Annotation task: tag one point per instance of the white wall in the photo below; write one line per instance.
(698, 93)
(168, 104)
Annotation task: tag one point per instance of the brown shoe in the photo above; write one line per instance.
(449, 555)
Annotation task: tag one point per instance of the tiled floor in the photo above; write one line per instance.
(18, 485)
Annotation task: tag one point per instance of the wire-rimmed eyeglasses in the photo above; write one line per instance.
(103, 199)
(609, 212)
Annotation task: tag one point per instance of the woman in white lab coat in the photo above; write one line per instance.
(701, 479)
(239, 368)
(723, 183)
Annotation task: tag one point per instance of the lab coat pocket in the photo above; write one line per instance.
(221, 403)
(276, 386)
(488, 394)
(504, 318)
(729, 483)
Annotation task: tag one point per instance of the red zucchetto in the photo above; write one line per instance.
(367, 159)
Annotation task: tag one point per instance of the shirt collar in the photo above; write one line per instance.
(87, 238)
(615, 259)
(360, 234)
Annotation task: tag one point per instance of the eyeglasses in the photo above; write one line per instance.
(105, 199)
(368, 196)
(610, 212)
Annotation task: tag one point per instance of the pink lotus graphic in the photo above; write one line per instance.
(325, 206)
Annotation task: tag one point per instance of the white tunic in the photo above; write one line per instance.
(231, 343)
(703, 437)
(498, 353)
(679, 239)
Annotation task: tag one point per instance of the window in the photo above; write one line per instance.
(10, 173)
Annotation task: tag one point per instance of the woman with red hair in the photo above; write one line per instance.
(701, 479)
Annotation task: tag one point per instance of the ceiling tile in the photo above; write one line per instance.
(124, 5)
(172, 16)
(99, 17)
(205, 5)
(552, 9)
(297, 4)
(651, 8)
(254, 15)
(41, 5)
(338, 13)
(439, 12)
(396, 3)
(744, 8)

○ ○ ○ ○

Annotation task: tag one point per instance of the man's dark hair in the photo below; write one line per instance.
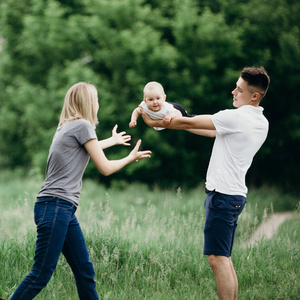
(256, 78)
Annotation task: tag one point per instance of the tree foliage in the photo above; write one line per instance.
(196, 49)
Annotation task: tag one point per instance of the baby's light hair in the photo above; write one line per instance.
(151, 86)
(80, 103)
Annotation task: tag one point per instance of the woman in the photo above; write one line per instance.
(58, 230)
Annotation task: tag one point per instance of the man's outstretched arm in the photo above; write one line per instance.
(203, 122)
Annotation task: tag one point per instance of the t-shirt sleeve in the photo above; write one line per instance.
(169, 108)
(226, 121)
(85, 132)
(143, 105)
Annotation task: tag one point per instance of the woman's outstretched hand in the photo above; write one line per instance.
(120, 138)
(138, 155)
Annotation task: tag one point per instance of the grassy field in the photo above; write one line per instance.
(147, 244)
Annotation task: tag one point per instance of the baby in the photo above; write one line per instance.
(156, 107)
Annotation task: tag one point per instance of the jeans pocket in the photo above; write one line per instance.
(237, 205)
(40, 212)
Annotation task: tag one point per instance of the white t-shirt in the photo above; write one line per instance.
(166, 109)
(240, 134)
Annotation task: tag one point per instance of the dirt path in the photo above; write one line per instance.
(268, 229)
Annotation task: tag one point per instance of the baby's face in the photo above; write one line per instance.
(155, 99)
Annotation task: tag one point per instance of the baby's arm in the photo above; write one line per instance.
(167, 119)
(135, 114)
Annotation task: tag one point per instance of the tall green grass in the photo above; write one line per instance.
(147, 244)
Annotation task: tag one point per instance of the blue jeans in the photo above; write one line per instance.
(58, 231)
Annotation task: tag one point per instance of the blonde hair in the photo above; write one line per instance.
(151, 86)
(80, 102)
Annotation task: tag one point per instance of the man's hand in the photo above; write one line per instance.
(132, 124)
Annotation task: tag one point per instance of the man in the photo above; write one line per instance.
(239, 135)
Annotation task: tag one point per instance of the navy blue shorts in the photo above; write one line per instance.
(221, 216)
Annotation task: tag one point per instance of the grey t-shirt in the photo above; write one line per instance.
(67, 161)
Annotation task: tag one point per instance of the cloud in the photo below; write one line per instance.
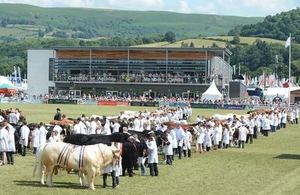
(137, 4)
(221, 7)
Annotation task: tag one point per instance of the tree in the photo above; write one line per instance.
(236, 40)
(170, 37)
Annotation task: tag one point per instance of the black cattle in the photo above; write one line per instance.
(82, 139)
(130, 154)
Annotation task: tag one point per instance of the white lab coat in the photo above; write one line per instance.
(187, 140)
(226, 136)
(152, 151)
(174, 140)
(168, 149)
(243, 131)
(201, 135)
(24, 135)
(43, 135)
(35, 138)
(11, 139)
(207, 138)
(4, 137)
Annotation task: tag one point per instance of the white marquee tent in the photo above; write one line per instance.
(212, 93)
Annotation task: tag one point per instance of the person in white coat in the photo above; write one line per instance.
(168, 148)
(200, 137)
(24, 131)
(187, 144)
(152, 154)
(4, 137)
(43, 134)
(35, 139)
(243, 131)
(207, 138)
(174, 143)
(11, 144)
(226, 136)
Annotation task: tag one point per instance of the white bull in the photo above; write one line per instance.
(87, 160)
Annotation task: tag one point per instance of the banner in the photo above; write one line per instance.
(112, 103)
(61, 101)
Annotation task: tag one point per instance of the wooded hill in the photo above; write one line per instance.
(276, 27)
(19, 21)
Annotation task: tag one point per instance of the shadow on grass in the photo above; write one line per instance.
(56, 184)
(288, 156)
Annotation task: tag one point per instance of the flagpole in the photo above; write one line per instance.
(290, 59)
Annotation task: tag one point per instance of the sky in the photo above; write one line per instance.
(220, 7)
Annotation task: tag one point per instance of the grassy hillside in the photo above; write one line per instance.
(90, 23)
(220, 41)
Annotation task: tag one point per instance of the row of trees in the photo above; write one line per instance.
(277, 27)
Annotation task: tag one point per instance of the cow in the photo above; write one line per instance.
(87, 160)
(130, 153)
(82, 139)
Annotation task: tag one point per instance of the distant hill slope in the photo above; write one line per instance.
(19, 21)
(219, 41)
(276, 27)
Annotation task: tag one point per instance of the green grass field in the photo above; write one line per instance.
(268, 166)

○ ○ ○ ○

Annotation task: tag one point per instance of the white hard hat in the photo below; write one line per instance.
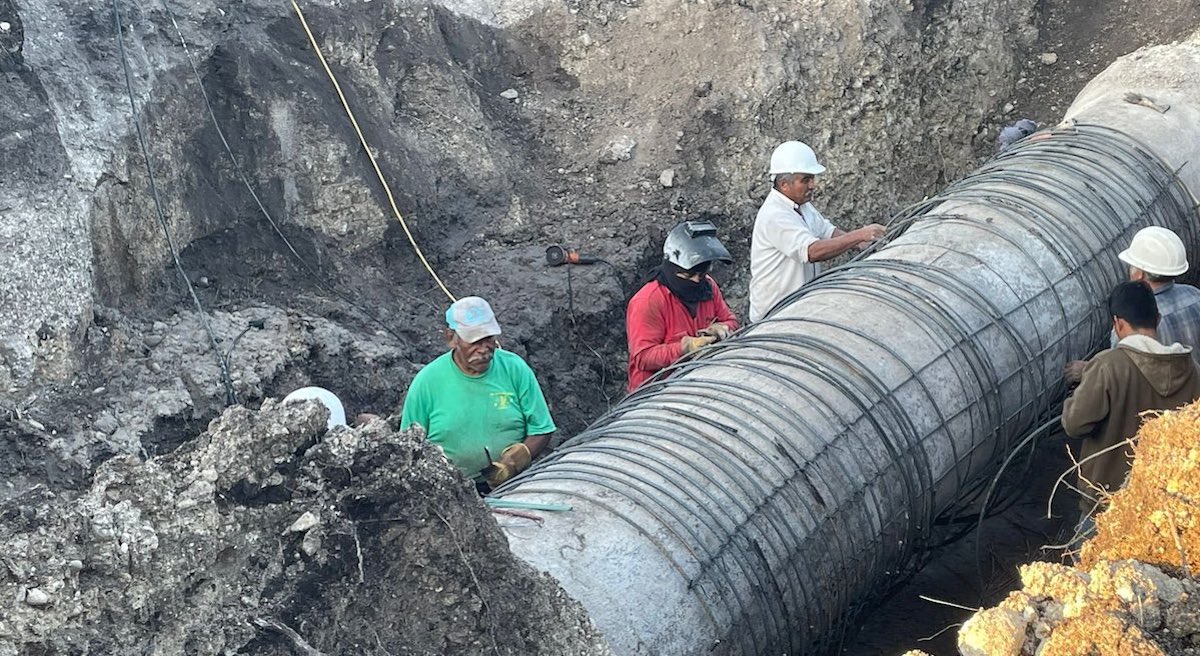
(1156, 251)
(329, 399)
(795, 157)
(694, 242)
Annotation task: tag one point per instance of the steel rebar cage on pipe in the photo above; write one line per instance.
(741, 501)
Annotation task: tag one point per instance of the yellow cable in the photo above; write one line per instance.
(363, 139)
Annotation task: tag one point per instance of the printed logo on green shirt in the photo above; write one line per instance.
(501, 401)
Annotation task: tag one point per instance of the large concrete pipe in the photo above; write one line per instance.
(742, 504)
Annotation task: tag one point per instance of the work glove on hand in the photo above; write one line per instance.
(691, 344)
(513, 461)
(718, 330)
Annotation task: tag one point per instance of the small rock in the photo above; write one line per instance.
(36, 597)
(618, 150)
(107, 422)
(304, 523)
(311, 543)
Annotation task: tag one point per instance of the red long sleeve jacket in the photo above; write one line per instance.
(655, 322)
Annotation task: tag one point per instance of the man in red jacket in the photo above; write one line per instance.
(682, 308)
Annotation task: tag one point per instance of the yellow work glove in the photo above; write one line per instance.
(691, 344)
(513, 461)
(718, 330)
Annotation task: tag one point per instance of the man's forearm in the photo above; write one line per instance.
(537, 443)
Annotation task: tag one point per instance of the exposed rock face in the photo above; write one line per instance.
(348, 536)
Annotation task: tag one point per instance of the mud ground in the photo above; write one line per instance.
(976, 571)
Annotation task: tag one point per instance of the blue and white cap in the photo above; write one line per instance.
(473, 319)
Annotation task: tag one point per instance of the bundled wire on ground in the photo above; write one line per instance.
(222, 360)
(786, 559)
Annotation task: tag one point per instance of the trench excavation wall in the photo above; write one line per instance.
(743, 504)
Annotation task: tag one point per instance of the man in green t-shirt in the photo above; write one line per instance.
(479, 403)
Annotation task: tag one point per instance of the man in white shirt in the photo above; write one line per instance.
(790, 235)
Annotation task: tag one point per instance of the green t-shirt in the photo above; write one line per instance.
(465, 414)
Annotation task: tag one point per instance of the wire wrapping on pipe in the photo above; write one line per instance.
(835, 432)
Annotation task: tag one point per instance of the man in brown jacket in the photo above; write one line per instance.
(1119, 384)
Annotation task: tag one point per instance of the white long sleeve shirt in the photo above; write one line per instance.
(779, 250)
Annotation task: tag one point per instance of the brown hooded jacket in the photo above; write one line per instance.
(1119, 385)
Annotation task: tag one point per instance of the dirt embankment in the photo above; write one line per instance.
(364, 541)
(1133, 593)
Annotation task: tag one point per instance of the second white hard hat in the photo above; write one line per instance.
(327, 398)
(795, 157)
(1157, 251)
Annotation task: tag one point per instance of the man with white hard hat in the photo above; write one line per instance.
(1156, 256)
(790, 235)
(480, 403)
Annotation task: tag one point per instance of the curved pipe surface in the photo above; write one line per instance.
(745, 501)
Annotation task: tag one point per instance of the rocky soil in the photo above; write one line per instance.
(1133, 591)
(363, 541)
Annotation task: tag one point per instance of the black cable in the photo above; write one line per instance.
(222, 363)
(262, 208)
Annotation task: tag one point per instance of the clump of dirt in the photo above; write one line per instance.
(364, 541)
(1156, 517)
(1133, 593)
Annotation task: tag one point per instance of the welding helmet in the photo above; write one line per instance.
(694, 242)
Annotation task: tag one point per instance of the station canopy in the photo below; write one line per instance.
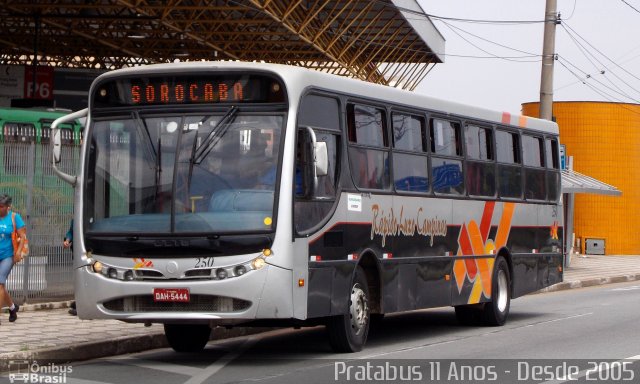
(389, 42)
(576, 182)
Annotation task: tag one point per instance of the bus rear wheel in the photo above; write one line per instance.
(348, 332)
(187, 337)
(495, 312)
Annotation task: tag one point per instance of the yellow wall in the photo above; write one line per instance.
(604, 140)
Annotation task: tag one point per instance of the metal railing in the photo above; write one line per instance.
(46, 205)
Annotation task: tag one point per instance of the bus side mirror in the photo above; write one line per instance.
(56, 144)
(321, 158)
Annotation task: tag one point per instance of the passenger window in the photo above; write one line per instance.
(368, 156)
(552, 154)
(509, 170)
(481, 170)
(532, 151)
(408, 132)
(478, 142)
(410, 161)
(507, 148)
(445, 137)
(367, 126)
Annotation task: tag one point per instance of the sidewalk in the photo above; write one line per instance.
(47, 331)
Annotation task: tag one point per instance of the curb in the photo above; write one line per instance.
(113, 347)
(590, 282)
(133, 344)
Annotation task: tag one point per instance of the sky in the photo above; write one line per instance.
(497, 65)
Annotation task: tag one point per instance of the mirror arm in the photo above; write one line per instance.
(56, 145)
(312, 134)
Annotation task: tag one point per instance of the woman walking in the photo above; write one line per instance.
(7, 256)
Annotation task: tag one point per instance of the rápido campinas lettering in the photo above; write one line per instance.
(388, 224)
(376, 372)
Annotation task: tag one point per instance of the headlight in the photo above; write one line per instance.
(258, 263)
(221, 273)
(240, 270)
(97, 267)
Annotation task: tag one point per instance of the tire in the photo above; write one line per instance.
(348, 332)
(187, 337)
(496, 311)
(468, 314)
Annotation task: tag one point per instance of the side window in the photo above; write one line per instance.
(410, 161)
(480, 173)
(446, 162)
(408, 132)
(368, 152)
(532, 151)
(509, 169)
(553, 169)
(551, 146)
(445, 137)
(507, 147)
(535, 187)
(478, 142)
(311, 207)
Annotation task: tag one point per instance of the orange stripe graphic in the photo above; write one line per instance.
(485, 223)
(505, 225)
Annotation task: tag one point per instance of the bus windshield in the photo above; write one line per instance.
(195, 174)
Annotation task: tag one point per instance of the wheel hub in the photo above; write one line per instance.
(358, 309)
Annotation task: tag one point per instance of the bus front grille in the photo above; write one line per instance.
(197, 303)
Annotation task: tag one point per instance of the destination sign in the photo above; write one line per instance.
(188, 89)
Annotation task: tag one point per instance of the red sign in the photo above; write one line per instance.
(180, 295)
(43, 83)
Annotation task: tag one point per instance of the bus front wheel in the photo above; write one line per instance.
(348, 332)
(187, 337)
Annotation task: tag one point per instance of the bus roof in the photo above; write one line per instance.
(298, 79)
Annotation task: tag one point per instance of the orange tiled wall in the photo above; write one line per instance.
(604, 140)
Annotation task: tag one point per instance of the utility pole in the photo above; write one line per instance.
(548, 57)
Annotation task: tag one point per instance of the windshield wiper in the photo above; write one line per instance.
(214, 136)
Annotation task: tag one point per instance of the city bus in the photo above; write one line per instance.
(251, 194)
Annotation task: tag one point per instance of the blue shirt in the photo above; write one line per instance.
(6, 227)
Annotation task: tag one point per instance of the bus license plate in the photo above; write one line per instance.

○ ○ ○ ○

▸ **Goal of the exercise**
Rewrite everything from the line containing "Annotation task: tag one point per instance of the wire wrapping" down to the line containing "(1119, 384)", changing "brown jacket" to "gray jacket" and leaving the rest of those records unchanged.

▸ **Answer to the problem**
Annotation task: tag one point per instance of the wire wrapping on pipe in the photo above; write one line per instance.
(835, 432)
Annotation task: tag one point per instance of the man in gray jacket in the photo above; write one line per instance.
(1119, 384)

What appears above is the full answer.